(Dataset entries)

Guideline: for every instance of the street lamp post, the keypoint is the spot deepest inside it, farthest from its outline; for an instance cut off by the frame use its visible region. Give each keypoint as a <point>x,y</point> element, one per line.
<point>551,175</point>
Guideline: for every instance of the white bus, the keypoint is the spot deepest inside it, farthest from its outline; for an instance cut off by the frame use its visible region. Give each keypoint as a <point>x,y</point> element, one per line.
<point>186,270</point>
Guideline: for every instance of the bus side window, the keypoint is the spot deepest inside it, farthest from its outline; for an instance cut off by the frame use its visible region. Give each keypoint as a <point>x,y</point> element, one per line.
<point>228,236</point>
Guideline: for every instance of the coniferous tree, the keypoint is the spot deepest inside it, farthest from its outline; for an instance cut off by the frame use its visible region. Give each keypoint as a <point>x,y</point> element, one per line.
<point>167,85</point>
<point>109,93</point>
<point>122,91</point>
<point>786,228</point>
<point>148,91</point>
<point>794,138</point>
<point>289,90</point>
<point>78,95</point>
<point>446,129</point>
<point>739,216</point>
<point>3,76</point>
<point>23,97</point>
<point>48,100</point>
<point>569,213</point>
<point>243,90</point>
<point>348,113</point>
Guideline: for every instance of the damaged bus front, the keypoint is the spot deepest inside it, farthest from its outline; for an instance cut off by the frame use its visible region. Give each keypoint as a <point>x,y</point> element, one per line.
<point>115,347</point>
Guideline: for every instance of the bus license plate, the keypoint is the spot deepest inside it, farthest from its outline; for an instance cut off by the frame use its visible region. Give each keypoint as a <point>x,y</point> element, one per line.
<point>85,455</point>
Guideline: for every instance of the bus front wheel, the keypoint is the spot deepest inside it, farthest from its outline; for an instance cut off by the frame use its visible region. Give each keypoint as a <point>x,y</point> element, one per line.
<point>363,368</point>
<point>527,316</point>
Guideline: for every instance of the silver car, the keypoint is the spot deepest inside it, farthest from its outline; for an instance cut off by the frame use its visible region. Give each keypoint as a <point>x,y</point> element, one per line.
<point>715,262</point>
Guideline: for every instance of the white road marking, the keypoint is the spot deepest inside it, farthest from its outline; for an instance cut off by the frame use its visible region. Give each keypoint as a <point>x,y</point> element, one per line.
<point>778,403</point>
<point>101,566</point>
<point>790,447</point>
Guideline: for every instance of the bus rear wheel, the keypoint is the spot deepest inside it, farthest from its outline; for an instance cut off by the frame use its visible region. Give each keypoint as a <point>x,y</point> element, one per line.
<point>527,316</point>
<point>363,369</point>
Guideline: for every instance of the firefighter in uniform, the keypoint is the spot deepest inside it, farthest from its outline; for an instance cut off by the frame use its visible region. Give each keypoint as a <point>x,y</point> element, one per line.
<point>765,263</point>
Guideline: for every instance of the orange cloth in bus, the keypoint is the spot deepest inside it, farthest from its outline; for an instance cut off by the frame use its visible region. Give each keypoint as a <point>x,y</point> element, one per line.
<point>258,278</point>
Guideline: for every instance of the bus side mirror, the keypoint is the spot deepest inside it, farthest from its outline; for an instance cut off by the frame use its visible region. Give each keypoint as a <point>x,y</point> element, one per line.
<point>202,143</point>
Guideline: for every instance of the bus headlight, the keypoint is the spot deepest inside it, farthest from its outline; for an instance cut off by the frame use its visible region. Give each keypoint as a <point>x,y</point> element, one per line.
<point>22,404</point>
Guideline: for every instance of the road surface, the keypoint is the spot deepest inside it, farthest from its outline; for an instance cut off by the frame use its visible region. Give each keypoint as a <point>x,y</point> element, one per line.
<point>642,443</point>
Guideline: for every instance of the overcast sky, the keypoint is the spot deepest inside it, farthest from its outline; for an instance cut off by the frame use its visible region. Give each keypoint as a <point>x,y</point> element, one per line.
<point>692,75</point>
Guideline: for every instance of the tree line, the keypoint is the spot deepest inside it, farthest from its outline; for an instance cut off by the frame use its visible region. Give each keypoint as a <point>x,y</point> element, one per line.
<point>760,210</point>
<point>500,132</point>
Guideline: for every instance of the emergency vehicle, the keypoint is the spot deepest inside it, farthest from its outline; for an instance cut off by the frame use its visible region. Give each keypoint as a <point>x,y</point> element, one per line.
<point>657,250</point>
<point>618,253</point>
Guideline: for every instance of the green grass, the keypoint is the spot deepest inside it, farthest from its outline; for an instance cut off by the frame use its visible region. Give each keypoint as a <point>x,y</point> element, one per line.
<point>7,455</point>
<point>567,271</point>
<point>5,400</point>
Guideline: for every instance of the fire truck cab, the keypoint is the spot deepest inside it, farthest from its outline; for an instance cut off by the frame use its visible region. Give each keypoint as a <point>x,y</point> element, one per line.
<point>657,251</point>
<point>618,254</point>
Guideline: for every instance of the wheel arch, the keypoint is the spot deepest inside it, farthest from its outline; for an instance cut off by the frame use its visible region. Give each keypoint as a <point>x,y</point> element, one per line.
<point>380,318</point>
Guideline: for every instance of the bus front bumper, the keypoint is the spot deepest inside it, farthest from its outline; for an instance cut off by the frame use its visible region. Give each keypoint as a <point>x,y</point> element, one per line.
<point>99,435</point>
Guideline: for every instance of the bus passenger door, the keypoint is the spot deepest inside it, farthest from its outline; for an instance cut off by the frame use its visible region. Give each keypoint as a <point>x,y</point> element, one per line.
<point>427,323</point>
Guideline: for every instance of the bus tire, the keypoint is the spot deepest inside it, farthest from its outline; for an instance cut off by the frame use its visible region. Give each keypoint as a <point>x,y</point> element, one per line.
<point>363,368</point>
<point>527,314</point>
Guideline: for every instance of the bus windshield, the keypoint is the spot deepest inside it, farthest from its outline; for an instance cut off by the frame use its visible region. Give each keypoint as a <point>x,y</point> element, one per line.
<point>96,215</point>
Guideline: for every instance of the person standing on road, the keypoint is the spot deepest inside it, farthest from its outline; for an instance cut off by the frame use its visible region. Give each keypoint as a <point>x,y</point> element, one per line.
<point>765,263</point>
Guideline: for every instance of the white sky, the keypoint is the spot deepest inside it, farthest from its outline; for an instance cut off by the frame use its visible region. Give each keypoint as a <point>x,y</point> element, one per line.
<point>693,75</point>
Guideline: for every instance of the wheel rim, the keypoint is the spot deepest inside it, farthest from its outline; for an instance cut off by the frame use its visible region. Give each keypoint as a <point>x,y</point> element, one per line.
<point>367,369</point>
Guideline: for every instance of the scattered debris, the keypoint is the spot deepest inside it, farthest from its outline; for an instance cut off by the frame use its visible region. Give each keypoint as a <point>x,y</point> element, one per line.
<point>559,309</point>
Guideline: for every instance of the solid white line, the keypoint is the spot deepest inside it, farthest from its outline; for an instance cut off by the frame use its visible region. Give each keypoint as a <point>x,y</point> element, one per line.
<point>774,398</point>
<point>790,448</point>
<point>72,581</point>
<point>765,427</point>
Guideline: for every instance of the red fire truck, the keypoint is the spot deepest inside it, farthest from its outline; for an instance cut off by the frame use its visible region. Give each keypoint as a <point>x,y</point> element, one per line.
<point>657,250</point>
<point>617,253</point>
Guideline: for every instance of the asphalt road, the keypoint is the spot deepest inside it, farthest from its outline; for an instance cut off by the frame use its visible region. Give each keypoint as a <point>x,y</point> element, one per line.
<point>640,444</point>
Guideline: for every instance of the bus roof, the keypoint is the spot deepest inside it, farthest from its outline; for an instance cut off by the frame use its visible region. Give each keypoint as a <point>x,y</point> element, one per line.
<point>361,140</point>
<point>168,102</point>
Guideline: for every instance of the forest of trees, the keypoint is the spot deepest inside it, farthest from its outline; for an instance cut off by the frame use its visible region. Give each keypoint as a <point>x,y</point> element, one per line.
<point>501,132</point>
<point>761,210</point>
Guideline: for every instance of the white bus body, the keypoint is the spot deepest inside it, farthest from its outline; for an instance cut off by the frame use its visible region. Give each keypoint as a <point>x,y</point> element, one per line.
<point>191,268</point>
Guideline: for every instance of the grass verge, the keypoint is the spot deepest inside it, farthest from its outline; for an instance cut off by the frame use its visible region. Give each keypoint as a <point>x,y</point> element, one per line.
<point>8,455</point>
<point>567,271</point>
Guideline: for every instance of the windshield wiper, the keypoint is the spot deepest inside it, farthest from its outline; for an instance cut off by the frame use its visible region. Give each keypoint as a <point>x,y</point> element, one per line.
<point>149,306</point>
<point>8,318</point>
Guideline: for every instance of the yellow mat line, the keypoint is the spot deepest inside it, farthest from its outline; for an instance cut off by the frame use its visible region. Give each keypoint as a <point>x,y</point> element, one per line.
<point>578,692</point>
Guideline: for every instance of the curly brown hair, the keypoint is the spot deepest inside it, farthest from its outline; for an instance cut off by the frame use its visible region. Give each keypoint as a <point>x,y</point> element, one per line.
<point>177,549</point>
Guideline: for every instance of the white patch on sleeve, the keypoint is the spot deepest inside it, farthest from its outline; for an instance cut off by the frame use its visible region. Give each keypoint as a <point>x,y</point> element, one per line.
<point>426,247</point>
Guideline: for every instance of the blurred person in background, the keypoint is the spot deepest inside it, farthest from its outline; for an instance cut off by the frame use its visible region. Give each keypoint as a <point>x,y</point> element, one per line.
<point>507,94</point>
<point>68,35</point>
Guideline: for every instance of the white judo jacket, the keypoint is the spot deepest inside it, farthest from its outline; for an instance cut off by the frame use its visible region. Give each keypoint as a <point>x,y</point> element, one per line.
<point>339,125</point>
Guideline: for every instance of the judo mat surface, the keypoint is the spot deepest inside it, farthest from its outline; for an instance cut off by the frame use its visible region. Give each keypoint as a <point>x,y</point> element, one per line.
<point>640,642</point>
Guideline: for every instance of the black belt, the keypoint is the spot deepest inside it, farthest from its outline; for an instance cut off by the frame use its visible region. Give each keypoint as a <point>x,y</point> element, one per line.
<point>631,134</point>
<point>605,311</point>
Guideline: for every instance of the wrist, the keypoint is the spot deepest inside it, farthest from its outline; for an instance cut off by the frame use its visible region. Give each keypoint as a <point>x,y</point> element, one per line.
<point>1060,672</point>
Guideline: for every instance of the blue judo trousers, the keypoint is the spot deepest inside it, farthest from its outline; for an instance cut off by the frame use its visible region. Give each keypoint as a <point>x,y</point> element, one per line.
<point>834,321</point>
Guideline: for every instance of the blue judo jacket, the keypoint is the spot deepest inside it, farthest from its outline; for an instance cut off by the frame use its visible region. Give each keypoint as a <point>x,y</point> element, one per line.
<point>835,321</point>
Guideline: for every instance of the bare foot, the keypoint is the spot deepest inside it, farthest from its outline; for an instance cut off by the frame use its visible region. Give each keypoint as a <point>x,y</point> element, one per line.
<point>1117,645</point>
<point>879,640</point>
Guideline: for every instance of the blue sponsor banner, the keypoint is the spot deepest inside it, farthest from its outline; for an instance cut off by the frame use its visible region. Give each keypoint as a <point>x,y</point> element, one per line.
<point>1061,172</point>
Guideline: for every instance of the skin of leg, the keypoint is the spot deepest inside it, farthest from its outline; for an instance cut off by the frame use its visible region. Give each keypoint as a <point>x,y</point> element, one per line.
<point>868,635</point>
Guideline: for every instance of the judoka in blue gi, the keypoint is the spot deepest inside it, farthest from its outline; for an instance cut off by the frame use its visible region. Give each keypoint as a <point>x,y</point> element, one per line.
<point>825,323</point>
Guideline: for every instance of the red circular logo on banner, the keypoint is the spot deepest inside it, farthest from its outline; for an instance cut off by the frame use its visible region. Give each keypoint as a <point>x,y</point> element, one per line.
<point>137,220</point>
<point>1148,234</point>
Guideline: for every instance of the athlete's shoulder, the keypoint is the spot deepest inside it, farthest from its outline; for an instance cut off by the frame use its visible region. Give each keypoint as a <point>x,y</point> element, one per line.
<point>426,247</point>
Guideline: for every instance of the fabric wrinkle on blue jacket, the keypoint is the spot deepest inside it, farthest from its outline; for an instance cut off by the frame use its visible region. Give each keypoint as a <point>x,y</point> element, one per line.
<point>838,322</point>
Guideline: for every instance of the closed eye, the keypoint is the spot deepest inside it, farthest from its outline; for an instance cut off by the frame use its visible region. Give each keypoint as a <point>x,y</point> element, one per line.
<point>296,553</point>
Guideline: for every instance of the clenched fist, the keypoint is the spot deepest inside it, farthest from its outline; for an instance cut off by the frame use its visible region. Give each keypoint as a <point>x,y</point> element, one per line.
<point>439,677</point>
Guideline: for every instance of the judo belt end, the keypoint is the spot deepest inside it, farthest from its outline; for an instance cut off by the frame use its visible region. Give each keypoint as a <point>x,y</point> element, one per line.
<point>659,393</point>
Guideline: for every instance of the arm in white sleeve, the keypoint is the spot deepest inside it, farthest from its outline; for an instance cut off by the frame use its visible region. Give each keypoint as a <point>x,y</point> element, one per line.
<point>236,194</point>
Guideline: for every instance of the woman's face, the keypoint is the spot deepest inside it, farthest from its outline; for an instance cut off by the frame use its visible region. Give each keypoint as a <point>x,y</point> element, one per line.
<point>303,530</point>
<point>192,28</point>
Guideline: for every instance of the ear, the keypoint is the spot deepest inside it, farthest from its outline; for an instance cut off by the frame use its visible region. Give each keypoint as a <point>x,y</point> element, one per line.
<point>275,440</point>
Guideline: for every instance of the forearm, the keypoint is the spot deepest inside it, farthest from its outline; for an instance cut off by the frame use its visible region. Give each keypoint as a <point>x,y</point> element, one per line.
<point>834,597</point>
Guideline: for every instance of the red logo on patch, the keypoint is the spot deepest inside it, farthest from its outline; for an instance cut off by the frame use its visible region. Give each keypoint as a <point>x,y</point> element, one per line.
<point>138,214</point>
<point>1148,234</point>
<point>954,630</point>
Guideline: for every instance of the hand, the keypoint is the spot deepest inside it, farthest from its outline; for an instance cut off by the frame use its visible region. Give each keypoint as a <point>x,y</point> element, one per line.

• **Work request**:
Going from the line that contains "Guideline: for every instance of the ear, the" to the last line of the records, reproduce every line as written.

• **Your solution**:
Guideline: for every instance of the ear, the keypoint is the spot deepest inside it, farthest from its outline; for an instance cut off by the frame use its visible region. Give each keypoint as a <point>x,y</point> element, one per line.
<point>275,440</point>
Guideline: for every instance of the forearm, the keypoint is the spot deepest inside it, farthest from its outline; for an instance cut off by the frame use its visible region. Give each keypoint as a <point>x,y</point> element, one per line.
<point>834,597</point>
Guideline: for every instance of the red logo on patch, the keypoint is the spot deepest inside it, farthest from its outline; for an instance cut off by the frame use its visible region. Give each keypoint as a <point>x,y</point> element, one per line.
<point>138,214</point>
<point>1148,234</point>
<point>954,630</point>
Guideline: for every instance of the hand, the keypoint is the spot deepest inside it, farthest from its outline; for an instance cut off by the frame use its visible region. Give each keypoint as a <point>x,y</point> element, one per line.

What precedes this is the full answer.